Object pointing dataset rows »
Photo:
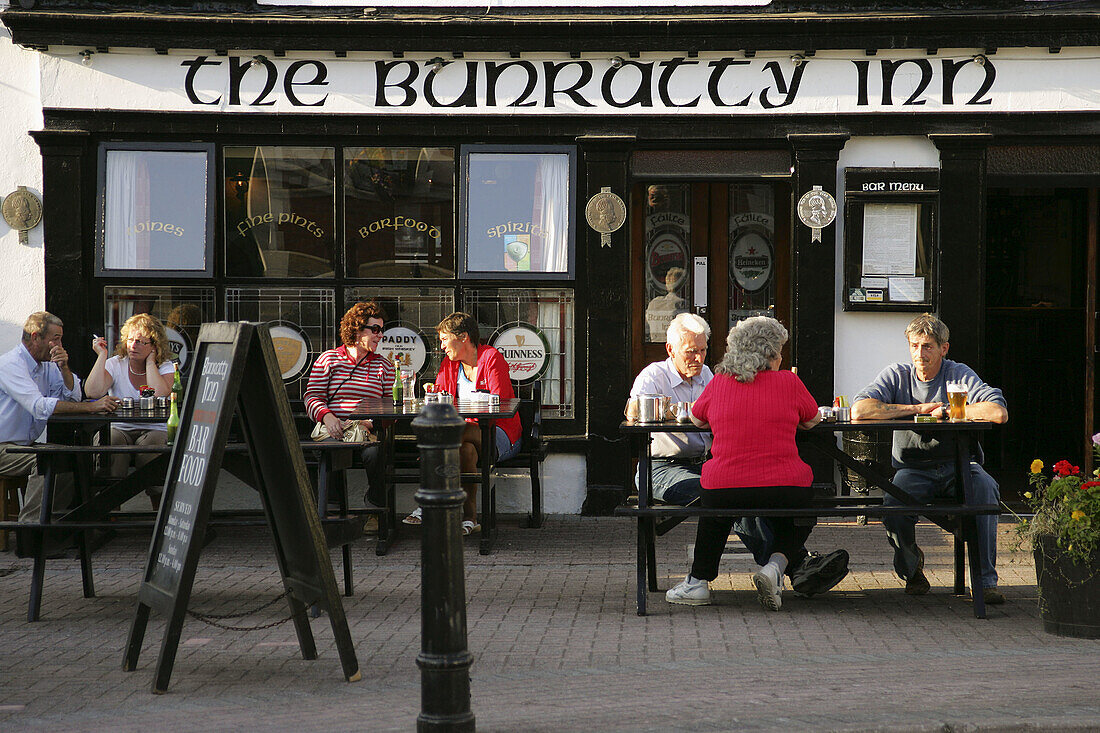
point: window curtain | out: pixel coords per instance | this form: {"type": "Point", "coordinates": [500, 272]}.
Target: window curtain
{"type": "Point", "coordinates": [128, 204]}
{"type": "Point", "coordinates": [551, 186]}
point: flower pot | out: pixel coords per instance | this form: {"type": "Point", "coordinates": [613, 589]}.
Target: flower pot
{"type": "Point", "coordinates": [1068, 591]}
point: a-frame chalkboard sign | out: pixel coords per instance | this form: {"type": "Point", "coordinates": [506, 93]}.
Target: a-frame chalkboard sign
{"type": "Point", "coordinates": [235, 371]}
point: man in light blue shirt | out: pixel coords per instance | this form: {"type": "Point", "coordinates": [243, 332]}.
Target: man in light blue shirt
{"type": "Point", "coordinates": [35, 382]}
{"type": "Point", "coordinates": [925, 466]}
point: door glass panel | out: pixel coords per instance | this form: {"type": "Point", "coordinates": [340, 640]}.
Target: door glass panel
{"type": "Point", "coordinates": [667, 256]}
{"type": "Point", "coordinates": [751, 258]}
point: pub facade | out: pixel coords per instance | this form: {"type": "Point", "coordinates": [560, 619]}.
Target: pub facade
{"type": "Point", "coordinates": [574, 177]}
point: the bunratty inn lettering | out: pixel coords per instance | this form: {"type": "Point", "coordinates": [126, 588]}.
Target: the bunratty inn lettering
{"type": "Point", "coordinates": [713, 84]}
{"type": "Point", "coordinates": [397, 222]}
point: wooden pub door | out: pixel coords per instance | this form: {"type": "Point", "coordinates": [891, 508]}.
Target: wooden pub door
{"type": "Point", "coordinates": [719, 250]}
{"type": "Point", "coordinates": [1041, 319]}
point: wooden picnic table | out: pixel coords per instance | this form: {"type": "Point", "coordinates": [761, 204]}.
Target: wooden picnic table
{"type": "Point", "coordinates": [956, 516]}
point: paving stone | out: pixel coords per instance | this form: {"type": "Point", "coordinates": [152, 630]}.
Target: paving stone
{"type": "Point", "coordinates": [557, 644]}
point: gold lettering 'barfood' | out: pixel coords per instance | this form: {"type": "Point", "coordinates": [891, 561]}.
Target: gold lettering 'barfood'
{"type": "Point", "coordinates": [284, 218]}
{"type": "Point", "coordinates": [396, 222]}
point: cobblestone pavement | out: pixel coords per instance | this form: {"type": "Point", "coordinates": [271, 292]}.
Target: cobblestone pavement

What to do »
Format every line of the material above as a numbered list, skipping blank lines and leaving out the pictures.

Exercise result »
1. Photo:
2. point: window curtain | out: pixel coords per instance | this form: {"type": "Point", "coordinates": [500, 272]}.
3. Target: window curtain
4. {"type": "Point", "coordinates": [128, 204]}
5. {"type": "Point", "coordinates": [551, 186]}
6. point: flower pot | out: pixel coords per instance | this form: {"type": "Point", "coordinates": [613, 589]}.
7. Target: flower pot
8. {"type": "Point", "coordinates": [1068, 591]}
9. point: a-frame chalkboard sign | out: pixel coords per instance | this form: {"type": "Point", "coordinates": [506, 93]}.
10. Target: a-frame chalkboard sign
11. {"type": "Point", "coordinates": [235, 371]}
12. point: man in light blue shirt | out: pixel coords per instance | this form: {"type": "Point", "coordinates": [243, 332]}.
13. Target: man in light blue shirt
14. {"type": "Point", "coordinates": [35, 382]}
15. {"type": "Point", "coordinates": [925, 466]}
16. point: door glass panel | out: pixel coords per instance | this form: {"type": "Point", "coordinates": [340, 640]}.
17. Target: door glass panel
18. {"type": "Point", "coordinates": [667, 256]}
19. {"type": "Point", "coordinates": [751, 258]}
20. point: pub facade | out: pixel coords per instance | this form: {"type": "Point", "coordinates": [560, 619]}.
21. Target: pub facade
22. {"type": "Point", "coordinates": [574, 177]}
23. point: the bunratty inn lettering | out: pixel coords per instance | this form: {"type": "Point", "coordinates": [126, 588]}.
24. Target: the bunratty inn lettering
25. {"type": "Point", "coordinates": [713, 84]}
26. {"type": "Point", "coordinates": [397, 222]}
27. point: wooden pub door | out: pixel coords per instance | this form: {"type": "Point", "coordinates": [891, 508]}.
28. Target: wooden pub door
29. {"type": "Point", "coordinates": [719, 250]}
30. {"type": "Point", "coordinates": [1041, 319]}
31. point: wooden picnic table | out: pixel coords per instance | this form: {"type": "Point", "coordinates": [761, 204]}.
32. Target: wooden picnic table
33. {"type": "Point", "coordinates": [956, 516]}
34. point: paving stone | out: pixel coords per instance | this form: {"type": "Point", "coordinates": [152, 630]}.
35. Target: paving stone
36. {"type": "Point", "coordinates": [557, 644]}
37. point: gold lettering 'barfood' | out: pixel coords per instance | this form: {"type": "Point", "coordinates": [891, 561]}.
38. Target: gold lettering 'barfood'
39. {"type": "Point", "coordinates": [284, 218]}
40. {"type": "Point", "coordinates": [396, 222]}
41. point: cobblestone pavement | out: pixel coords per instance | this form: {"type": "Point", "coordinates": [271, 292]}.
42. Target: cobblestone pavement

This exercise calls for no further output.